**Recorded data:**
-- Opening Marker --

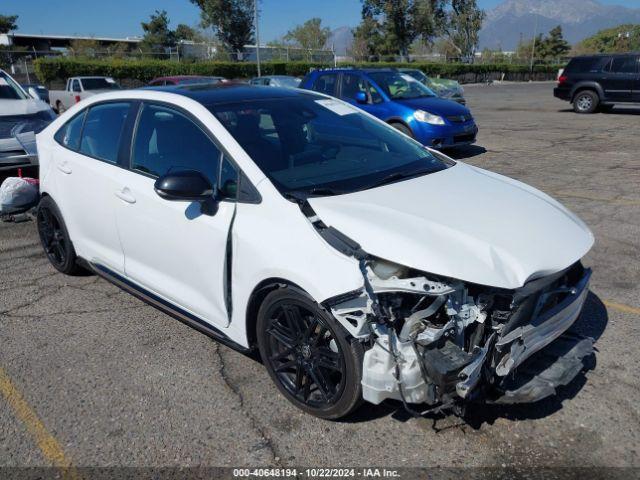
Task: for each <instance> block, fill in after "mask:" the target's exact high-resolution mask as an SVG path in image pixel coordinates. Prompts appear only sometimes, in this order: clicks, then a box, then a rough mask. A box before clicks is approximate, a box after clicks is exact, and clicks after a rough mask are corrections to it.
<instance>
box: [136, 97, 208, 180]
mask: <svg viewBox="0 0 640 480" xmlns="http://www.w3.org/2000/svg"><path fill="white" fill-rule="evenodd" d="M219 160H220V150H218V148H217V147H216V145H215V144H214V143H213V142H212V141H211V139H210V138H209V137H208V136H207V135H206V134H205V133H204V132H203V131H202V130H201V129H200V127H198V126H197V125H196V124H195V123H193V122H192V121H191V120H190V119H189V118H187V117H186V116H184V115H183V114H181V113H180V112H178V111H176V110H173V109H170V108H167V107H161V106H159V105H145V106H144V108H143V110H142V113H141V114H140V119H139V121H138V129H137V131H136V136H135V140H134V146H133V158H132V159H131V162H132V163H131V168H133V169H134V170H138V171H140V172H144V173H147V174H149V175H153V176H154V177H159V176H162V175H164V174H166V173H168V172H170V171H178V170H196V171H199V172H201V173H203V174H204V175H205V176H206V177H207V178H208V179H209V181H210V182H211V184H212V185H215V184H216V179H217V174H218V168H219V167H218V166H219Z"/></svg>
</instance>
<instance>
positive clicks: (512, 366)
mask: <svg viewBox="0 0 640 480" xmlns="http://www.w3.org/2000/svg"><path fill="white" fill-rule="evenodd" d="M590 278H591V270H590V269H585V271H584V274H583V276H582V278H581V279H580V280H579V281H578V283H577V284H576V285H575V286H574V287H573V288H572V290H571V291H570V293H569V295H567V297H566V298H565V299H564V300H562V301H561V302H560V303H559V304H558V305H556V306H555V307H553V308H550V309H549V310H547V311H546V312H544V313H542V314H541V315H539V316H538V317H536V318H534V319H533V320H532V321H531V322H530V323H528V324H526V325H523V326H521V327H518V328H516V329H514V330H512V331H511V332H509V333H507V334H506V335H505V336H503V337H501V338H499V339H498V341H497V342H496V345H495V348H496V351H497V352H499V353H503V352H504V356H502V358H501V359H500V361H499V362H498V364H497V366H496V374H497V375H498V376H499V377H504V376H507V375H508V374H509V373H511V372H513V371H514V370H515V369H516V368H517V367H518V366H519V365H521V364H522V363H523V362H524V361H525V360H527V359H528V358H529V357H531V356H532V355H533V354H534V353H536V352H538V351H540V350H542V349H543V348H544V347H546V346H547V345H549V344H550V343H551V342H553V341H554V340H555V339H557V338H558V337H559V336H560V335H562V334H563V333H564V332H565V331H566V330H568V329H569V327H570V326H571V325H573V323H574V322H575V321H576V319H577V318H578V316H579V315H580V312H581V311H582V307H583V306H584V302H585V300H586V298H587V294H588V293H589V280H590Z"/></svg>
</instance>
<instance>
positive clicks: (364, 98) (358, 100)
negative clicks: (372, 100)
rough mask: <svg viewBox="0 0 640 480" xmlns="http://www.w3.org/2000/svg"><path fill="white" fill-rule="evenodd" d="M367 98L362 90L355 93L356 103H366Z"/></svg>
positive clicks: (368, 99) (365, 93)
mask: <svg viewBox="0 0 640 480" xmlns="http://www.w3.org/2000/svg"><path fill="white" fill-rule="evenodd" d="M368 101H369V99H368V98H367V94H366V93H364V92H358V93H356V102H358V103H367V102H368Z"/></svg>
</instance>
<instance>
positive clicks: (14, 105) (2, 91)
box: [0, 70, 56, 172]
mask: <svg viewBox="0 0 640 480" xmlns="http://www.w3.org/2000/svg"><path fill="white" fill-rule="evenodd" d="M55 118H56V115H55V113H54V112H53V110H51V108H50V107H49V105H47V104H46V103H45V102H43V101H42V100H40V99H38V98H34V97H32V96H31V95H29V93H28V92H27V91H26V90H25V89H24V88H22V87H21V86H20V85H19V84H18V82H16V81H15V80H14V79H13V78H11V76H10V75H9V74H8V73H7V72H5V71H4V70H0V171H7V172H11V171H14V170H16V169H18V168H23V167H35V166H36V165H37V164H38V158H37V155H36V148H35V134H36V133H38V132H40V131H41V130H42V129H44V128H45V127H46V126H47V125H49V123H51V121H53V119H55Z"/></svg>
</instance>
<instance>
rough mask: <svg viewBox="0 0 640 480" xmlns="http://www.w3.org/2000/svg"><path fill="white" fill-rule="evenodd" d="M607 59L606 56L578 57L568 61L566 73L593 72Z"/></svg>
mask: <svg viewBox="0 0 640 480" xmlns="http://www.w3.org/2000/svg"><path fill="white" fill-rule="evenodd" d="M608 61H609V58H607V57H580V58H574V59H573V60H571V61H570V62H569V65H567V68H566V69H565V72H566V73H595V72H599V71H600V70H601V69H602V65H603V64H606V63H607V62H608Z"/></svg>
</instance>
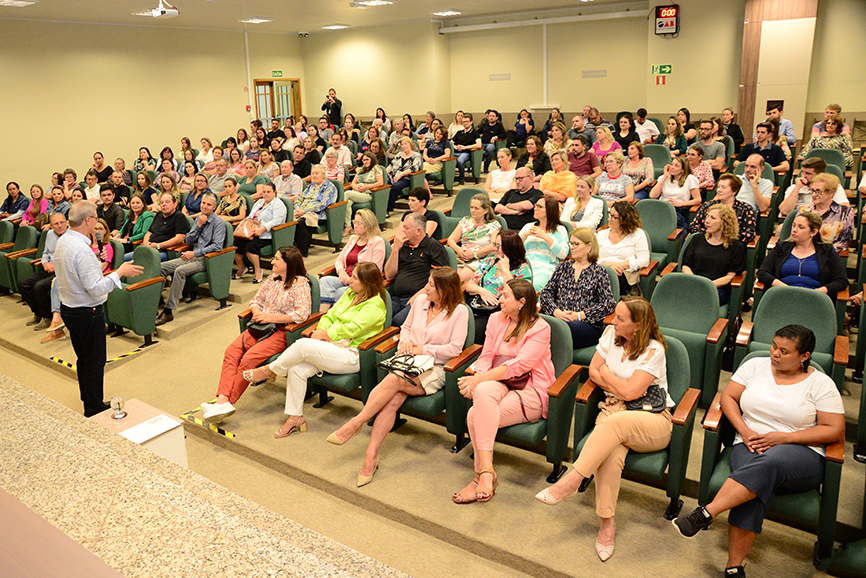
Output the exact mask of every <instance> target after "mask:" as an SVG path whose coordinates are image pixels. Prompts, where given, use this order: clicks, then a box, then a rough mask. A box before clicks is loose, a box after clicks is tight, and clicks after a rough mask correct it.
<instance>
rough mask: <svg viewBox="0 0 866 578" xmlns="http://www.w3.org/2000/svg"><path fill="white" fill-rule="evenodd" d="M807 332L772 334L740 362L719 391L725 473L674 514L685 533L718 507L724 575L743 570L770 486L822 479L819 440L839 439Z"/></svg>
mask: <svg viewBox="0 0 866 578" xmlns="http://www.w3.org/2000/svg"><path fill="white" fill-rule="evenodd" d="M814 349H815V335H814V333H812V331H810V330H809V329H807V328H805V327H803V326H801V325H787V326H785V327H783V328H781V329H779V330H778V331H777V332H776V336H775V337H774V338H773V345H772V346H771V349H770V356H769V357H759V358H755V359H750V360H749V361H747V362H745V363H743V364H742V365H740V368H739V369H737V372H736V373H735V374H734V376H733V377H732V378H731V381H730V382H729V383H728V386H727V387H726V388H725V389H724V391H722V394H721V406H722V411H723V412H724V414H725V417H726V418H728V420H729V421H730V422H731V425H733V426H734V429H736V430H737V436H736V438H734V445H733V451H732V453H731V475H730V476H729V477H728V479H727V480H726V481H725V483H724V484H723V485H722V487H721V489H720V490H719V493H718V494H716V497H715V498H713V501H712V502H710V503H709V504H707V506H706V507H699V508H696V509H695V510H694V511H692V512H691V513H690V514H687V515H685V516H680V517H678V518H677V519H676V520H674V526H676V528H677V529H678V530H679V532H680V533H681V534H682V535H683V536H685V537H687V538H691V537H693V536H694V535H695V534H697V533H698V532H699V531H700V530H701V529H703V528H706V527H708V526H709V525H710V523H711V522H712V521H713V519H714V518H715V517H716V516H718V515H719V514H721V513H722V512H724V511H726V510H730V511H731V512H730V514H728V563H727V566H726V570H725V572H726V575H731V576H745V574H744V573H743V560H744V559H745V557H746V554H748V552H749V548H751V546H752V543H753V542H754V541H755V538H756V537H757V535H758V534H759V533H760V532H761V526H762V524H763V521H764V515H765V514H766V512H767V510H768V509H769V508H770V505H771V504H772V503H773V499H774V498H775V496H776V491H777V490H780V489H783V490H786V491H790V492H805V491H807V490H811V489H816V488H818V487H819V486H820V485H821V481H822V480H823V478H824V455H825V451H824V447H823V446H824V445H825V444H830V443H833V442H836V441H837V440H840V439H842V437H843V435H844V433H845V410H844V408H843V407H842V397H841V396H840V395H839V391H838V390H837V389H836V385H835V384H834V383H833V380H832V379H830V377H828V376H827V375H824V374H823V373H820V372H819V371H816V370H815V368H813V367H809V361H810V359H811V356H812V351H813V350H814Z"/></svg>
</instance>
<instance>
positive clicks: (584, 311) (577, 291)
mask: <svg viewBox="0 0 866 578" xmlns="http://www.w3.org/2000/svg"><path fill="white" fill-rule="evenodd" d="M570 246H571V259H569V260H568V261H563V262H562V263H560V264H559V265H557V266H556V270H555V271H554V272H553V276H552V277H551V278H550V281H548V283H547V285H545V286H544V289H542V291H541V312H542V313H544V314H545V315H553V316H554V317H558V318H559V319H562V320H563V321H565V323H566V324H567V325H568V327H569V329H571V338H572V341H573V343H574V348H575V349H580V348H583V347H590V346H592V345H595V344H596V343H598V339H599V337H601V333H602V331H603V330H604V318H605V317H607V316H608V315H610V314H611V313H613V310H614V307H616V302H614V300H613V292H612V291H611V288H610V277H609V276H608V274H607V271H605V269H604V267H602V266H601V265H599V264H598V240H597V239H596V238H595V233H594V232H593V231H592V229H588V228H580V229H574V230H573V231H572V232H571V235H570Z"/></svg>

-- Closing Marker --
-- Opening Marker --

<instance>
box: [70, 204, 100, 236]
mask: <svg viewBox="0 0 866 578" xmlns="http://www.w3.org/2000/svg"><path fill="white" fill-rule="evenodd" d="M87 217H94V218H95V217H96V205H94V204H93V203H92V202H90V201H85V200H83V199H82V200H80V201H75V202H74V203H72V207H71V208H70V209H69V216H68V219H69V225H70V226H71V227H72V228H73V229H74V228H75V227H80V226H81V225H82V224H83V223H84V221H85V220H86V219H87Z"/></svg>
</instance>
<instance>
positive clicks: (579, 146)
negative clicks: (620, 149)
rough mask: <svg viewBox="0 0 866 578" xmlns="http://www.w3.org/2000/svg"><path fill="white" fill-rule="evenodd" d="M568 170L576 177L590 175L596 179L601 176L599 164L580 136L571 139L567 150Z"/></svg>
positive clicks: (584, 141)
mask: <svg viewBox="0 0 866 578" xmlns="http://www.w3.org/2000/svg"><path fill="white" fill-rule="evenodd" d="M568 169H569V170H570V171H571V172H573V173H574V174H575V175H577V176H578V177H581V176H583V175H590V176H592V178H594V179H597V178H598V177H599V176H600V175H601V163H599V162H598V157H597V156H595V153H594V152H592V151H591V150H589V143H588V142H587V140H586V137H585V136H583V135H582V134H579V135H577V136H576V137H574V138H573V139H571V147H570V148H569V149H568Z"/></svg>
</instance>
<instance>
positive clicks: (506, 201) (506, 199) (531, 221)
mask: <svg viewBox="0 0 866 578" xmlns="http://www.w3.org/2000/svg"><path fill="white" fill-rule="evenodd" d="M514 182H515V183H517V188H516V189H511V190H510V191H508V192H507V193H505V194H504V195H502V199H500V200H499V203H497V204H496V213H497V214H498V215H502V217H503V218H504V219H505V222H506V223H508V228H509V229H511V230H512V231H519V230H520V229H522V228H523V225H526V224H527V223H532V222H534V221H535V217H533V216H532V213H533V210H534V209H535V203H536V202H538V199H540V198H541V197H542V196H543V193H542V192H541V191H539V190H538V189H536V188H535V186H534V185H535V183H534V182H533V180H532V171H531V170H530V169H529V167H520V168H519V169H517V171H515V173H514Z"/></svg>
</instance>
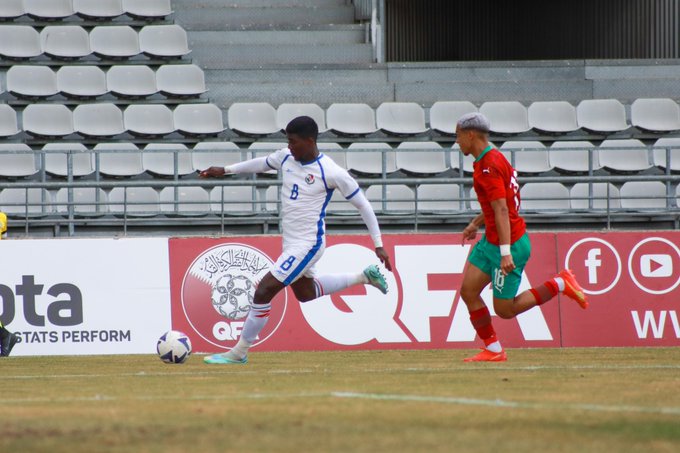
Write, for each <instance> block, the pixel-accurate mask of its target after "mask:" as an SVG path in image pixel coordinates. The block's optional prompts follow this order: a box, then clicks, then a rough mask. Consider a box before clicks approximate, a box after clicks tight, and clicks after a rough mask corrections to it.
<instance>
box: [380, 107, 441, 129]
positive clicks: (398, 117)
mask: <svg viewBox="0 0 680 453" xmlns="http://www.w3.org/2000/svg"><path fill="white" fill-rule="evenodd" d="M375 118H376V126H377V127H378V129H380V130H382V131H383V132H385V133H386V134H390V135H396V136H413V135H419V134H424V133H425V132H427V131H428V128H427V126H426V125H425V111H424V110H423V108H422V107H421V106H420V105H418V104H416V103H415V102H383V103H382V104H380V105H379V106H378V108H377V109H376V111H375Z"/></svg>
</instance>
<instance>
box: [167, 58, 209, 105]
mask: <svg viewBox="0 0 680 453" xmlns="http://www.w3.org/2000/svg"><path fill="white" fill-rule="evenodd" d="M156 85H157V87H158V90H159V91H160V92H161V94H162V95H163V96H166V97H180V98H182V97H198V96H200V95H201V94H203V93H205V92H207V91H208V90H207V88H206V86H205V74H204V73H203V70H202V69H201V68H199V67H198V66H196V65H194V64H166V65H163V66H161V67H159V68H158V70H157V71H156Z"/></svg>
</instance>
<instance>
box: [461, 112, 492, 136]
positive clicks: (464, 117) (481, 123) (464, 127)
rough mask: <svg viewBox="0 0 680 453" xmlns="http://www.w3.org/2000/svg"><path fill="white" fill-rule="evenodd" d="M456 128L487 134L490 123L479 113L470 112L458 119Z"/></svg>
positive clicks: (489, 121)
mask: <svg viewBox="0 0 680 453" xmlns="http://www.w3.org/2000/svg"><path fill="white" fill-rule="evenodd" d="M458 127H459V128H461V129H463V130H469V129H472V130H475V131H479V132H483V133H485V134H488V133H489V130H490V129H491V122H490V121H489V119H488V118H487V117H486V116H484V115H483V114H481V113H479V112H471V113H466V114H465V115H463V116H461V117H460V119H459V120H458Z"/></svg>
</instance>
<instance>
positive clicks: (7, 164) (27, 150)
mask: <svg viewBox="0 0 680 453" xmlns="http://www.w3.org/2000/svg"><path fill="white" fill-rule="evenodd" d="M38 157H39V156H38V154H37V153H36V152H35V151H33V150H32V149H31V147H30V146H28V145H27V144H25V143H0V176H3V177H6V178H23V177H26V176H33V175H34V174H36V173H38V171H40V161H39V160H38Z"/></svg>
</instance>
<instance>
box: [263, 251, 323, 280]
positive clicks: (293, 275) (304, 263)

-- Closing Marker --

**Prompt:**
Every line of the entries above that includes "negative" should be copied.

**Exercise response:**
negative clicks: (372, 100)
negative clicks: (620, 149)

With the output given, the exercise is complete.